→ Records for the task

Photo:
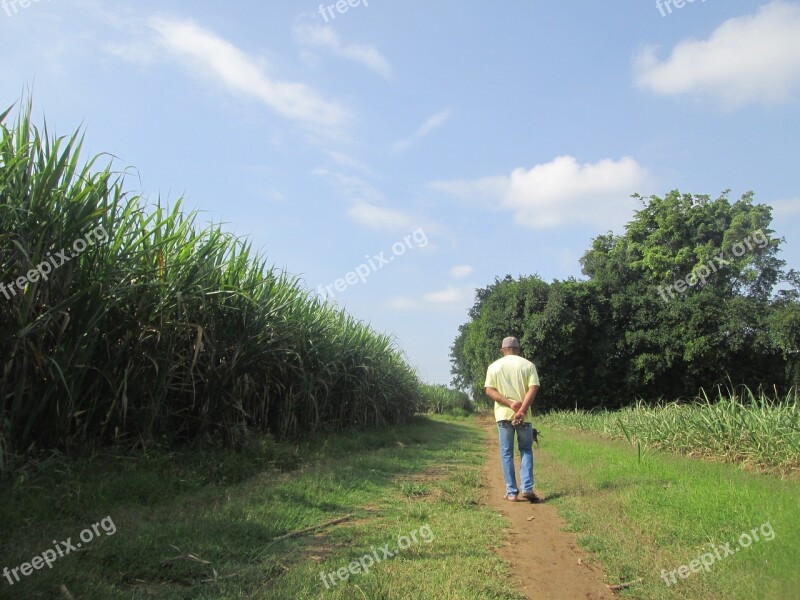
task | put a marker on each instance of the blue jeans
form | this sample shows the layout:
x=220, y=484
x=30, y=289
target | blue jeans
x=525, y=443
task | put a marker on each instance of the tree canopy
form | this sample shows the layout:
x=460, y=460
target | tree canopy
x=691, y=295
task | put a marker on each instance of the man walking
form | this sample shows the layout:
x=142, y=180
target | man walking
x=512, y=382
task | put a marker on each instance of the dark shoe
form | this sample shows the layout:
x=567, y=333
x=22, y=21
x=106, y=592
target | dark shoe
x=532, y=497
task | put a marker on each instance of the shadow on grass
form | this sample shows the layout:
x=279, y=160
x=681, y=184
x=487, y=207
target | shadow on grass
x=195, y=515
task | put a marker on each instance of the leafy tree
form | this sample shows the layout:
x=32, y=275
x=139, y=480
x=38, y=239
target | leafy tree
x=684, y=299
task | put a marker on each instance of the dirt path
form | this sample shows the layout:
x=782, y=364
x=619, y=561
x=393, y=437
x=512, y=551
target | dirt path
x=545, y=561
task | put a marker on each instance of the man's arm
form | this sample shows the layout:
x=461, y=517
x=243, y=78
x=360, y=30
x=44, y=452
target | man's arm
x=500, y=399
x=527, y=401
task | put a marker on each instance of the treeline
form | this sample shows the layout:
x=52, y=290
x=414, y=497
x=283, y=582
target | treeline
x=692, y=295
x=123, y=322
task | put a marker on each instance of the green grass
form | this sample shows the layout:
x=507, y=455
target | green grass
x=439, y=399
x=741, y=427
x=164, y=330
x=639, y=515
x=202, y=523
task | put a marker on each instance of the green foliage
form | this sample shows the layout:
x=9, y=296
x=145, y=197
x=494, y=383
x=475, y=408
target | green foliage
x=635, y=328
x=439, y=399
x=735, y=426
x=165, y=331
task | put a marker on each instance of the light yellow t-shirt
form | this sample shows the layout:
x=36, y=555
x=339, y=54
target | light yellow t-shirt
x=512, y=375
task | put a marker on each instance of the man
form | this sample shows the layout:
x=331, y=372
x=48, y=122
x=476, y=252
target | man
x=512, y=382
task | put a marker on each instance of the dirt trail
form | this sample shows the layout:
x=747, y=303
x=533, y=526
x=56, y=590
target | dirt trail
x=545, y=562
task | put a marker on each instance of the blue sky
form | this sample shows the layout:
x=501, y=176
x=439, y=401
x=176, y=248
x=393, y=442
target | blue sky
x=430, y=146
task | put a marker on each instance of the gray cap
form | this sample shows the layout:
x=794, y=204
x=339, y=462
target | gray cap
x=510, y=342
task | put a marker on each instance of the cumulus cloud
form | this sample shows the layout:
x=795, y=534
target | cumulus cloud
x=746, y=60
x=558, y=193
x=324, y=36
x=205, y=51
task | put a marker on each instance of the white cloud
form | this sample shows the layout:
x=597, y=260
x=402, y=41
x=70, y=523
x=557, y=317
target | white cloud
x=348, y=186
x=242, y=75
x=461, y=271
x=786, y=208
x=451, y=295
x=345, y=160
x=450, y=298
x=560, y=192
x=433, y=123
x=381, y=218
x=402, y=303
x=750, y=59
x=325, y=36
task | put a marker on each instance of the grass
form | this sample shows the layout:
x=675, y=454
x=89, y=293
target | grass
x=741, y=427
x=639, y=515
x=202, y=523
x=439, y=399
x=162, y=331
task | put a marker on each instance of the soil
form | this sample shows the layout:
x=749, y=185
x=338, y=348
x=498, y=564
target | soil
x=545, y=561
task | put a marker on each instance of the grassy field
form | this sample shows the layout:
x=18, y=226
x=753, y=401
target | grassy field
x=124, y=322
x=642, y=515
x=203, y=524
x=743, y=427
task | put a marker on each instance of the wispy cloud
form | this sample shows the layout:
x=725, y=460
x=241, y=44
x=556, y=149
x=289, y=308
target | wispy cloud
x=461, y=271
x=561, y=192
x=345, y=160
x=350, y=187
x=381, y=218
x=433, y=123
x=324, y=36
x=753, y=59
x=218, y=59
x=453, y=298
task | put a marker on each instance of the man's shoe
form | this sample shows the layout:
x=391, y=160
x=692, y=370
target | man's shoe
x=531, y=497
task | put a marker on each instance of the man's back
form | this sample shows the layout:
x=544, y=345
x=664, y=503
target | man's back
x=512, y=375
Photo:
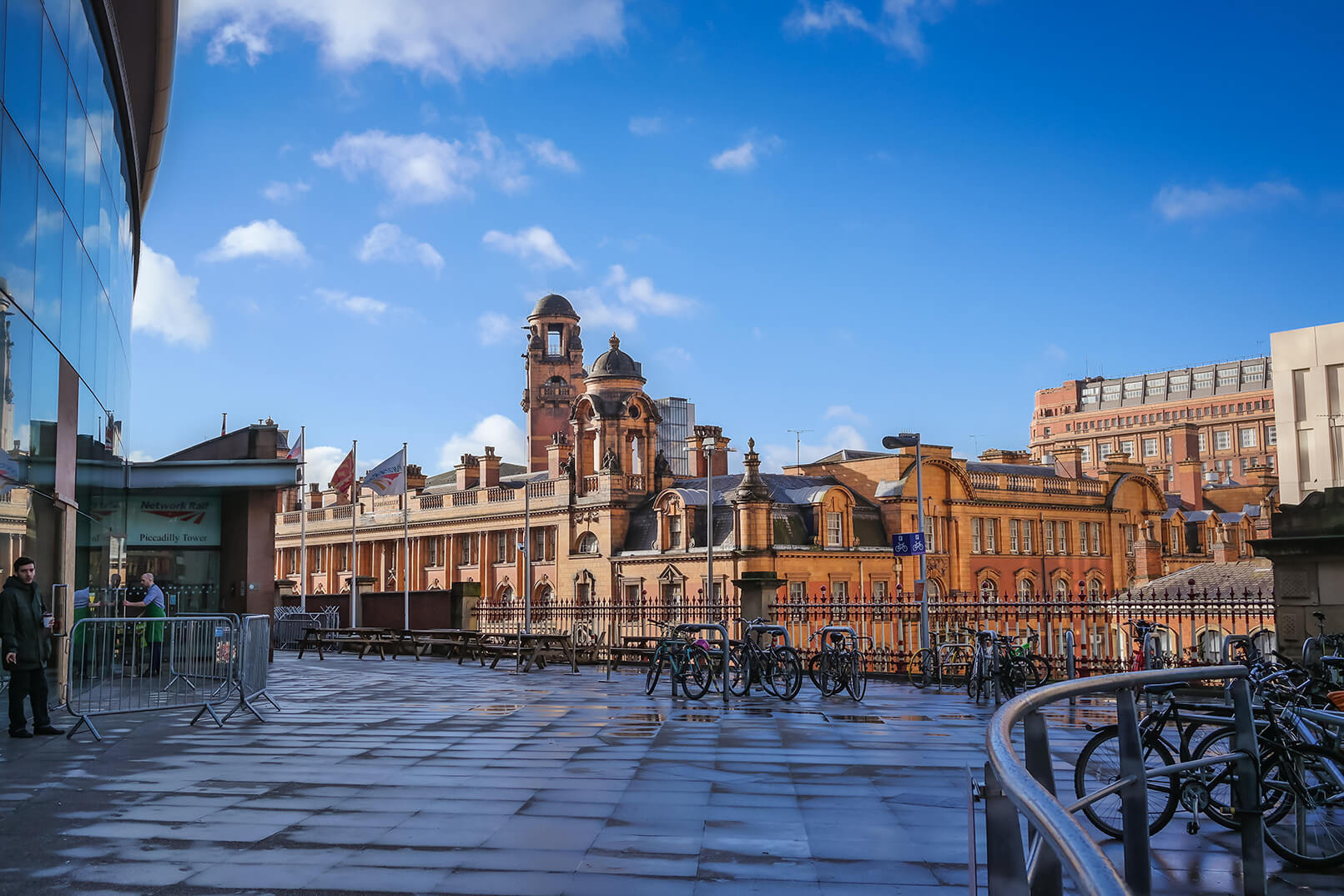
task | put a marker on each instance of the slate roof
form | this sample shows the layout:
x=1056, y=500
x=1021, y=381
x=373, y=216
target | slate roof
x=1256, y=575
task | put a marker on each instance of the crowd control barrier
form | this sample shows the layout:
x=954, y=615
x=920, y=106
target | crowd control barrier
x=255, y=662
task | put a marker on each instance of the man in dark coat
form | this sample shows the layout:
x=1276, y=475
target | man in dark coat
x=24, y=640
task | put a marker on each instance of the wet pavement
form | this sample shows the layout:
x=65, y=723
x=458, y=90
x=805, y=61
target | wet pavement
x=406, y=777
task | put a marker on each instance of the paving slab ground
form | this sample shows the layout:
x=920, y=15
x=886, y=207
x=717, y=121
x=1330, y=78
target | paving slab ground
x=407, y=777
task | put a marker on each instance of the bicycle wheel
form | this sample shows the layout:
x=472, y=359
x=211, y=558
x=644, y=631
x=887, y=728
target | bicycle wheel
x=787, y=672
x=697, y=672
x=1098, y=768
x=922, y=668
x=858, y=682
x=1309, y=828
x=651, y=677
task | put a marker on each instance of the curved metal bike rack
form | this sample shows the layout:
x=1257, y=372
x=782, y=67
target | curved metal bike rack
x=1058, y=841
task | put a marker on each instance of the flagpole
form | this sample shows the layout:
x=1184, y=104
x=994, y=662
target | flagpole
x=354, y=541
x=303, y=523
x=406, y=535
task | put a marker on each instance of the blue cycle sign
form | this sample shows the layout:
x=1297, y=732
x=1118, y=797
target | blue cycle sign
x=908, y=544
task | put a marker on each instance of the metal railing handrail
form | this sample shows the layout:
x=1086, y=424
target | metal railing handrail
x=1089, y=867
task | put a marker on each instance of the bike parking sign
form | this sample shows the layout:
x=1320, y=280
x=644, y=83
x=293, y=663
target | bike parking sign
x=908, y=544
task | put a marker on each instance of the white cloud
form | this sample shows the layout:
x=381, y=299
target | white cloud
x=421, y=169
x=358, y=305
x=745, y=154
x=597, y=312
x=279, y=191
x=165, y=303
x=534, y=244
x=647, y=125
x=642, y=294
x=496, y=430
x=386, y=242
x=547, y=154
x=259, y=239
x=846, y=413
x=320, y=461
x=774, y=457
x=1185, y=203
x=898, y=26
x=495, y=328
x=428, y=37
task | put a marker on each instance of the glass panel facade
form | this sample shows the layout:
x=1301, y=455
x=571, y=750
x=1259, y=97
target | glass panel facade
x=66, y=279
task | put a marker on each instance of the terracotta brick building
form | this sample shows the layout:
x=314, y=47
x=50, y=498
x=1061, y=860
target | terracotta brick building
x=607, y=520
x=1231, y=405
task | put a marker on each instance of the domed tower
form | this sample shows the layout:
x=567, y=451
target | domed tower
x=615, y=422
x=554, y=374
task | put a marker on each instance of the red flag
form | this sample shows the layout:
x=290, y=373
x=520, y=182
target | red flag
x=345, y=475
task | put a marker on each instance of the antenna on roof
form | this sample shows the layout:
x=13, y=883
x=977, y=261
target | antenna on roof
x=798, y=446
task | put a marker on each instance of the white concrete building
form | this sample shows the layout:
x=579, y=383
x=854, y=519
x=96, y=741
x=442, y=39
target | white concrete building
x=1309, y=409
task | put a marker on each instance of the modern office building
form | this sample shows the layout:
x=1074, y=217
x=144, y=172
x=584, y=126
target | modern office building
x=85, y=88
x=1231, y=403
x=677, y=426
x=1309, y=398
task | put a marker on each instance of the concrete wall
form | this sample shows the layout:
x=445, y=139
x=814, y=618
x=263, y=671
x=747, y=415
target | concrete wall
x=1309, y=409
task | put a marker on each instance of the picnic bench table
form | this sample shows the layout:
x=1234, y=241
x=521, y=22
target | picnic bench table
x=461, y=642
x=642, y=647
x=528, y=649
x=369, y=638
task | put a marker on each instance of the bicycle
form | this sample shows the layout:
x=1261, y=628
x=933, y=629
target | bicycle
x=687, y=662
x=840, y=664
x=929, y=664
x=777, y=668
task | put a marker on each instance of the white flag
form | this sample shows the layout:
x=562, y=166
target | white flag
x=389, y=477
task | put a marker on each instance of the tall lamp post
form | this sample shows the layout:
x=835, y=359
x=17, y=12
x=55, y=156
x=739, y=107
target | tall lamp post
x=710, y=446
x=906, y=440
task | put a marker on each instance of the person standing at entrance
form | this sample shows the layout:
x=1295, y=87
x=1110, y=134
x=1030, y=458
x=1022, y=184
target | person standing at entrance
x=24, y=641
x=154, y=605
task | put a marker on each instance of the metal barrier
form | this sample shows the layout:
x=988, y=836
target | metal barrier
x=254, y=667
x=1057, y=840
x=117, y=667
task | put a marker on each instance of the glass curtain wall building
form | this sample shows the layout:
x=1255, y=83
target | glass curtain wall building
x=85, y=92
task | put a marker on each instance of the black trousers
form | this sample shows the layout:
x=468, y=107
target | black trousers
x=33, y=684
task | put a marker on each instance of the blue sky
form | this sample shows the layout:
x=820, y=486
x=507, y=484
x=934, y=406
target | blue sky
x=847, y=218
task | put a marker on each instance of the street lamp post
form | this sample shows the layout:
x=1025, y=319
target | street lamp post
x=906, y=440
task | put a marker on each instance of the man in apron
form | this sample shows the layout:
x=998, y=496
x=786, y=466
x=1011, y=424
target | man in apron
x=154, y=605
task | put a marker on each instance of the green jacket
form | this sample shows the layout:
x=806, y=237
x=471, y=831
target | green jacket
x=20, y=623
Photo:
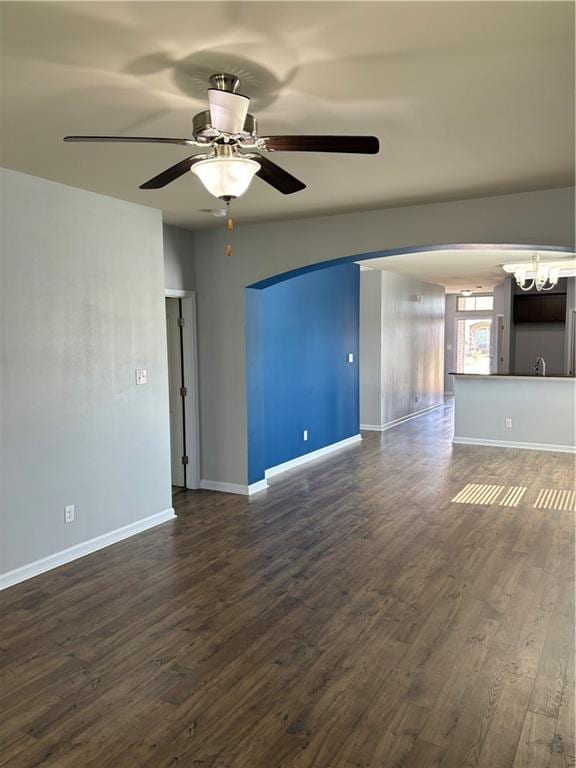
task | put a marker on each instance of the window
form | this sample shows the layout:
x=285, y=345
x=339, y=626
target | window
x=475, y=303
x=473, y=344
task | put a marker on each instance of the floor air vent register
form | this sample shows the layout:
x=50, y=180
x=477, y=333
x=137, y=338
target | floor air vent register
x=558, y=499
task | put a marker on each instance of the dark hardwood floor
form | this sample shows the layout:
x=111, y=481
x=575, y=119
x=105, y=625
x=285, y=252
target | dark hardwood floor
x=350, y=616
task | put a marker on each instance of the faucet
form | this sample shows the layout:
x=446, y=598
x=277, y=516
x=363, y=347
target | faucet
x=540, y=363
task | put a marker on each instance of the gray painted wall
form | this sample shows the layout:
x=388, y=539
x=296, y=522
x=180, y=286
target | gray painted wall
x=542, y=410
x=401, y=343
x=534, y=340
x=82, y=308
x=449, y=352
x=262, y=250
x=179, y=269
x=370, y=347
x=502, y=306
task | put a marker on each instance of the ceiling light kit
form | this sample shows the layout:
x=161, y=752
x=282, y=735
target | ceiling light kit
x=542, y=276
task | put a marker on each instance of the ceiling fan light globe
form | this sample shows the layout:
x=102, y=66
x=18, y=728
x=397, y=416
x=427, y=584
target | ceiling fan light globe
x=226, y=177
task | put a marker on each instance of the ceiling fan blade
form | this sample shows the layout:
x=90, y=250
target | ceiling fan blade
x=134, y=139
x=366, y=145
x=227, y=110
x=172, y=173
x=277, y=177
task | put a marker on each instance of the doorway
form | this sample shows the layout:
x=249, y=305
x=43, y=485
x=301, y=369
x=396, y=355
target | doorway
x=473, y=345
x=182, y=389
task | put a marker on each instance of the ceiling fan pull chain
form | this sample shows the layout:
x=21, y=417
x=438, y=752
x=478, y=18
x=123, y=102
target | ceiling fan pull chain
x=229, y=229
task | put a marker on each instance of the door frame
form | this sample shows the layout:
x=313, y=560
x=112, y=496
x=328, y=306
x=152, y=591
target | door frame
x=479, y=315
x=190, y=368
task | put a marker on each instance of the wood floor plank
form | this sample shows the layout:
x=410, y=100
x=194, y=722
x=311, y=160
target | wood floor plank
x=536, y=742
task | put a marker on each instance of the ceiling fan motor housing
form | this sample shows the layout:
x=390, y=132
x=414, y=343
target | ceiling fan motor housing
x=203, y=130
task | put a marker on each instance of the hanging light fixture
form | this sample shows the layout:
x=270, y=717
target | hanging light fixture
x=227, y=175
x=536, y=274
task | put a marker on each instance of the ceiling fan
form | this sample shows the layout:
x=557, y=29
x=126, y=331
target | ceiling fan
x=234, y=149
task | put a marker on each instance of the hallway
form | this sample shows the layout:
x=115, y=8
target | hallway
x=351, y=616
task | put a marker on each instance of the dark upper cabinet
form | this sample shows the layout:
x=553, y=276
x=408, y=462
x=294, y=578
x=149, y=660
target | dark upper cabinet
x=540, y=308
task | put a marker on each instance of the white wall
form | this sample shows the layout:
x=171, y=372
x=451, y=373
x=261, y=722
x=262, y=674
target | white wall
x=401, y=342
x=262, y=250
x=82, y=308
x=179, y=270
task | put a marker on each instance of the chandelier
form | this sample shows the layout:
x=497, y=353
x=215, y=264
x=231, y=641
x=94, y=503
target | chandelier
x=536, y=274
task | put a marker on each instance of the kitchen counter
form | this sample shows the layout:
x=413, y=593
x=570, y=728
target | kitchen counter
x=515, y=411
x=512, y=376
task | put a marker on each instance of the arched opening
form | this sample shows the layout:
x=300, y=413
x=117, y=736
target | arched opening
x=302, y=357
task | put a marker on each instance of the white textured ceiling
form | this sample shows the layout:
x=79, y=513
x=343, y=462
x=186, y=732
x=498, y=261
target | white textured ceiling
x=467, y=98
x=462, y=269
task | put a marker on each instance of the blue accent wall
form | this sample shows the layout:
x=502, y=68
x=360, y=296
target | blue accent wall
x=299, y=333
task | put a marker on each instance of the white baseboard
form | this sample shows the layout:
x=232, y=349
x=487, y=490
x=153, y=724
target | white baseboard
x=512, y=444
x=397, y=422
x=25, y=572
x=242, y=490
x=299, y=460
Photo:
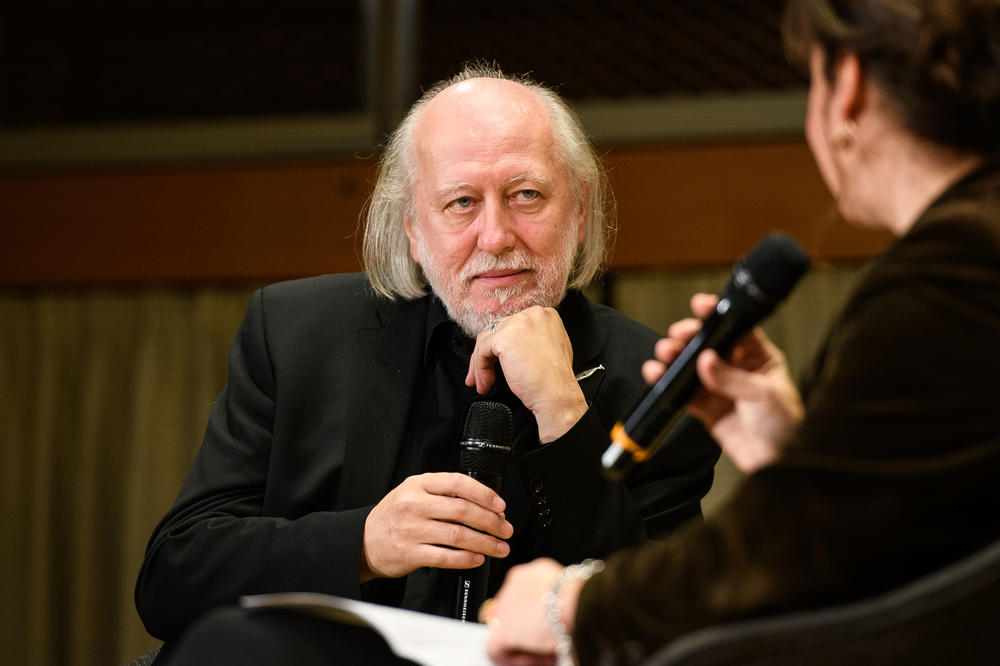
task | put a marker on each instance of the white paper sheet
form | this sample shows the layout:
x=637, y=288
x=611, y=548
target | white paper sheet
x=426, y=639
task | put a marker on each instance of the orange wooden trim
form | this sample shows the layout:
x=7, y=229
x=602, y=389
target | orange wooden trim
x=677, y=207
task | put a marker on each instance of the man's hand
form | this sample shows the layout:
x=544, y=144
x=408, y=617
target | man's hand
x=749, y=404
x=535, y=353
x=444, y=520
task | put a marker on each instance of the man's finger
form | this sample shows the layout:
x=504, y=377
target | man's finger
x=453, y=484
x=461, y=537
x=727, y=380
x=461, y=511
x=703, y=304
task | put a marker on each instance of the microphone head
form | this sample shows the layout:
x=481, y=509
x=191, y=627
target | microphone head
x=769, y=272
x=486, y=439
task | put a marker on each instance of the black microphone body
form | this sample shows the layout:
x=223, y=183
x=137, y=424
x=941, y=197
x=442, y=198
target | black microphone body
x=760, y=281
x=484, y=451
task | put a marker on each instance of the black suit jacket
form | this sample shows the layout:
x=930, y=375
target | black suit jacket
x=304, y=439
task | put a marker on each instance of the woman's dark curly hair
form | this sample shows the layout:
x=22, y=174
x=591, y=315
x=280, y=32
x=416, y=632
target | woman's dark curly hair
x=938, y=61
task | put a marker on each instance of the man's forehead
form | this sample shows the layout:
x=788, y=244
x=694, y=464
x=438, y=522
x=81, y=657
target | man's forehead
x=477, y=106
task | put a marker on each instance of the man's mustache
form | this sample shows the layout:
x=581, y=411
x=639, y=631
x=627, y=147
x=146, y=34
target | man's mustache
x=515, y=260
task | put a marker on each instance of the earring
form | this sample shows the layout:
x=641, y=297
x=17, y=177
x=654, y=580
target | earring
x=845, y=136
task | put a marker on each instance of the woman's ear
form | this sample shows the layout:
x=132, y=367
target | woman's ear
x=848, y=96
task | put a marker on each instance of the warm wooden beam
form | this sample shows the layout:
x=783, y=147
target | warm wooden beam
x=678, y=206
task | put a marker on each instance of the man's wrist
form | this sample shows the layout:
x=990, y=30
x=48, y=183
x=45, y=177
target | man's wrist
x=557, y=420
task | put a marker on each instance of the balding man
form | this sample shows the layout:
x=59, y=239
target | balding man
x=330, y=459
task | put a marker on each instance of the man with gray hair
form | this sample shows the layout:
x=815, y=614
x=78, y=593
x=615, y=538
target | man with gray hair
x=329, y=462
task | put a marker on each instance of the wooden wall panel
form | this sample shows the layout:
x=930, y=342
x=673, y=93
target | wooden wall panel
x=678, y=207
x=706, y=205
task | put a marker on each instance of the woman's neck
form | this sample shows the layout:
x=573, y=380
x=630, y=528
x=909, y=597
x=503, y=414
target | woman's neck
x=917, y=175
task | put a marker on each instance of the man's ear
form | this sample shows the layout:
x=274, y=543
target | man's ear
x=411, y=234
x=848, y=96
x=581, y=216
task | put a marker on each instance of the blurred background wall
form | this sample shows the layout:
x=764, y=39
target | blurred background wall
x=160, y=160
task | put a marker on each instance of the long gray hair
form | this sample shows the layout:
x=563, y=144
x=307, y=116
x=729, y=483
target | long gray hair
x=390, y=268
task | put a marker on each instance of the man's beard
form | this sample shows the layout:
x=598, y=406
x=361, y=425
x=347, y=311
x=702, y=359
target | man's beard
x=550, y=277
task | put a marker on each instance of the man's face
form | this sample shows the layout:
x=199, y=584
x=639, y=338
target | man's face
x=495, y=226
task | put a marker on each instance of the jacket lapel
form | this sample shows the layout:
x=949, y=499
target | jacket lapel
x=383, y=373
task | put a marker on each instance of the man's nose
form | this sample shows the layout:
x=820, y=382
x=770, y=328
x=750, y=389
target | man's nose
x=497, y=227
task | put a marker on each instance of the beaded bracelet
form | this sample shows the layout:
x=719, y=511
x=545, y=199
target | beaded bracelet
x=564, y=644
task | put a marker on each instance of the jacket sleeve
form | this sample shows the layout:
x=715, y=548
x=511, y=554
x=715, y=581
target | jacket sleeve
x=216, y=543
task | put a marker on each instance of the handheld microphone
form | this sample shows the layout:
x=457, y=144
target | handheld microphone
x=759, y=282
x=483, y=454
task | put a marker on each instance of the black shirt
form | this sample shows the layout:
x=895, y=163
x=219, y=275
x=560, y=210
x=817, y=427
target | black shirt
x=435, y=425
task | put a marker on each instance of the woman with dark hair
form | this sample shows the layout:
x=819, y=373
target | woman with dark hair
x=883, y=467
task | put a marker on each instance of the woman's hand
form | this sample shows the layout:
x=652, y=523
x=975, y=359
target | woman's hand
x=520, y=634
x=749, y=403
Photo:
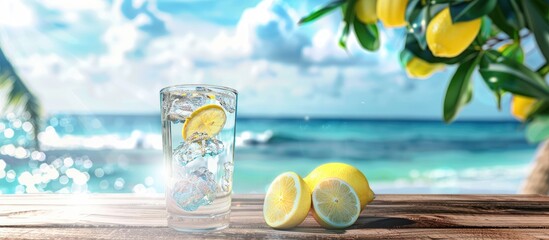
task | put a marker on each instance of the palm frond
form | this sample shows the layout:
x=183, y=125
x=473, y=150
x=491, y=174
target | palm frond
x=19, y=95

→ What this task involves
Pictures aside, write out verbatim every line from the first line of the material through the line holding "x=38, y=239".

→ Solution to the exercise
Photo:
task | put a marker on each instance of the blue jeans
form | this sample shows the layout:
x=220, y=484
x=30, y=289
target | blue jeans
x=525, y=443
task | put a marker on each instance of the tree canopy
form | this sample shows the layout:
x=460, y=460
target | tree canopy
x=691, y=295
task | put a marker on each instance of the man walking
form | this sample shows the layout:
x=142, y=180
target | man walking
x=512, y=382
task | put a marker on each instance of the dark shoe
form | this sample shows the layout:
x=567, y=333
x=22, y=21
x=106, y=592
target | dark shoe
x=532, y=497
task | put a marker on each instance of the shadow on grass
form | this sample shows the layout:
x=279, y=160
x=681, y=184
x=487, y=207
target | shadow on grass
x=195, y=515
task | put a marker on each instance of the leafy tree
form | this sample shows the layout:
x=32, y=275
x=139, y=480
x=38, y=239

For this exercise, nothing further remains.